[Start of section]

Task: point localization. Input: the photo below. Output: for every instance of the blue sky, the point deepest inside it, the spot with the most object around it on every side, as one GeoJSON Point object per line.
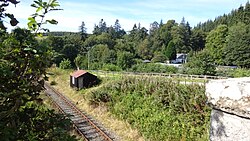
{"type": "Point", "coordinates": [128, 12]}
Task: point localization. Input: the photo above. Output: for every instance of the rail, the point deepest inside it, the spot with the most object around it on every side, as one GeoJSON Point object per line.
{"type": "Point", "coordinates": [64, 104]}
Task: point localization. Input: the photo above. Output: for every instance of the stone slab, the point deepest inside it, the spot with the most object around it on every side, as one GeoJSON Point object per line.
{"type": "Point", "coordinates": [228, 127]}
{"type": "Point", "coordinates": [230, 95]}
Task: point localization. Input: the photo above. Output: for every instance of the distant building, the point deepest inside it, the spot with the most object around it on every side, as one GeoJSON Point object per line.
{"type": "Point", "coordinates": [82, 79]}
{"type": "Point", "coordinates": [146, 61]}
{"type": "Point", "coordinates": [180, 59]}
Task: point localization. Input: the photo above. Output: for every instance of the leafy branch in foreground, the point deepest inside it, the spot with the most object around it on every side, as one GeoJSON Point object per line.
{"type": "Point", "coordinates": [42, 8]}
{"type": "Point", "coordinates": [13, 20]}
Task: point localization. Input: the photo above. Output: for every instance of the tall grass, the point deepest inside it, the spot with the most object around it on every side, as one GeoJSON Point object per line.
{"type": "Point", "coordinates": [160, 108]}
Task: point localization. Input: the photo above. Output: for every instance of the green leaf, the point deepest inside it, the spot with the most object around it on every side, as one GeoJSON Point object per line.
{"type": "Point", "coordinates": [52, 21]}
{"type": "Point", "coordinates": [39, 9]}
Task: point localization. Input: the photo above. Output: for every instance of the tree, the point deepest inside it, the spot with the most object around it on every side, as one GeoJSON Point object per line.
{"type": "Point", "coordinates": [237, 47]}
{"type": "Point", "coordinates": [83, 31]}
{"type": "Point", "coordinates": [170, 51]}
{"type": "Point", "coordinates": [144, 50]}
{"type": "Point", "coordinates": [23, 63]}
{"type": "Point", "coordinates": [81, 62]}
{"type": "Point", "coordinates": [216, 42]}
{"type": "Point", "coordinates": [197, 40]}
{"type": "Point", "coordinates": [201, 64]}
{"type": "Point", "coordinates": [153, 27]}
{"type": "Point", "coordinates": [125, 60]}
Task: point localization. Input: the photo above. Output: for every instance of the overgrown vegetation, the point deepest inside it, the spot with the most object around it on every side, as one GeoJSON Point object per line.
{"type": "Point", "coordinates": [160, 108]}
{"type": "Point", "coordinates": [23, 63]}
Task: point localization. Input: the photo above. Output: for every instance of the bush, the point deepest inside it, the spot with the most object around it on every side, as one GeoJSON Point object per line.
{"type": "Point", "coordinates": [65, 64]}
{"type": "Point", "coordinates": [240, 72]}
{"type": "Point", "coordinates": [158, 107]}
{"type": "Point", "coordinates": [111, 67]}
{"type": "Point", "coordinates": [151, 67]}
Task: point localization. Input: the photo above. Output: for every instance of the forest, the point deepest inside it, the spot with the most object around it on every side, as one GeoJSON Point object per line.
{"type": "Point", "coordinates": [25, 56]}
{"type": "Point", "coordinates": [223, 41]}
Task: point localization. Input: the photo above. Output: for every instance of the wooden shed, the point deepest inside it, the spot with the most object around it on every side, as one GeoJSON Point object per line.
{"type": "Point", "coordinates": [82, 79]}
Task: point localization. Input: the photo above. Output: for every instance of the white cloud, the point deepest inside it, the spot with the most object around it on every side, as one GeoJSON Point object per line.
{"type": "Point", "coordinates": [128, 12]}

[End of section]

* **Goal of the exercise**
Copy out the records above in full, exactly as written, but not the pictures.

* **Exercise output**
Task: point localization. Input: the photo below. Output: for every instance of the blue sky, the point deepest inside it, the spot with the most object around it on every side, as one GeoJSON Point object per line.
{"type": "Point", "coordinates": [128, 12]}
Task: point localization. Input: the photo above. Output: for every instance of the rail, the point deepest inside it, the spot with the most object around it on every side, as one GeoJSON Point object per line.
{"type": "Point", "coordinates": [64, 104]}
Task: point localization. Input: the photo above. Output: for every instance of the stone slab, the point deepest inside it, the spot with the most object around it on every side, as one GeoJSON Point object per line.
{"type": "Point", "coordinates": [228, 127]}
{"type": "Point", "coordinates": [230, 95]}
Task: point localization. Input: the photo above. Output: for every instance of the distant building, the point deepest inside it, the spot with the most object around it on every side, as one GeoJSON Point object per line.
{"type": "Point", "coordinates": [82, 79]}
{"type": "Point", "coordinates": [146, 61]}
{"type": "Point", "coordinates": [180, 59]}
Task: point localization. Input: the photo above. Output: for every instance of the leafy branch in foreground, the point deepest inside it, the spot with the most object around it on every side, as one GeoJSON Point object per line.
{"type": "Point", "coordinates": [42, 8]}
{"type": "Point", "coordinates": [13, 20]}
Task: point localization. Input: the photo above. Output: for every instance of the tall grass, the point deepest inside it, the spot with the most object around it on every side, as one GeoJSON Point object per line.
{"type": "Point", "coordinates": [160, 108]}
Task: point localization. Input: the photo above. Output: for every instance of the green leaf, the point deepest inside it, the spot with the most object around it on every side, as one GeoJSON Point object per line.
{"type": "Point", "coordinates": [52, 21]}
{"type": "Point", "coordinates": [39, 9]}
Task: point localization. Input: the photo above. Output: for every instance of the tree, the point deepest inside it, the spot with the most object around it on every side, as one GeoJSON Point object per line.
{"type": "Point", "coordinates": [237, 47]}
{"type": "Point", "coordinates": [83, 31]}
{"type": "Point", "coordinates": [170, 51]}
{"type": "Point", "coordinates": [144, 50]}
{"type": "Point", "coordinates": [23, 63]}
{"type": "Point", "coordinates": [81, 62]}
{"type": "Point", "coordinates": [216, 42]}
{"type": "Point", "coordinates": [197, 40]}
{"type": "Point", "coordinates": [201, 64]}
{"type": "Point", "coordinates": [153, 27]}
{"type": "Point", "coordinates": [125, 60]}
Task: point localization. Input: the photo above. Output: for every instance of the overgrown vegetation, the point deepest inside it, the spot with the most object around it on every side, as one GeoJSON Point object per line.
{"type": "Point", "coordinates": [160, 108]}
{"type": "Point", "coordinates": [23, 63]}
Task: point localization. Input: the photo above. Output: for every instance of the bush, the point deepest inside it, the spot with the most object around it on every side, as one GeoJSON Point object per line.
{"type": "Point", "coordinates": [65, 64]}
{"type": "Point", "coordinates": [240, 72]}
{"type": "Point", "coordinates": [158, 107]}
{"type": "Point", "coordinates": [111, 67]}
{"type": "Point", "coordinates": [151, 67]}
Task: point localization. Input: the photo above. Output: for every instance of the forest, the point deepest inside it, the spot with the most object around it on every side, as one GeoJSON Point object per line.
{"type": "Point", "coordinates": [25, 56]}
{"type": "Point", "coordinates": [223, 41]}
Task: point localization. Input: the photo above. Output: for every instance of the wooden shed, the point deepest inside it, the spot with the most object around it on every side, as one GeoJSON Point object per line.
{"type": "Point", "coordinates": [82, 79]}
Task: point localization. Input: the photo above. Output: for every instance of the white cloud, the point deepest inside it, the spot with the most object around it on every side, as one GeoJSON Point object per line.
{"type": "Point", "coordinates": [128, 12]}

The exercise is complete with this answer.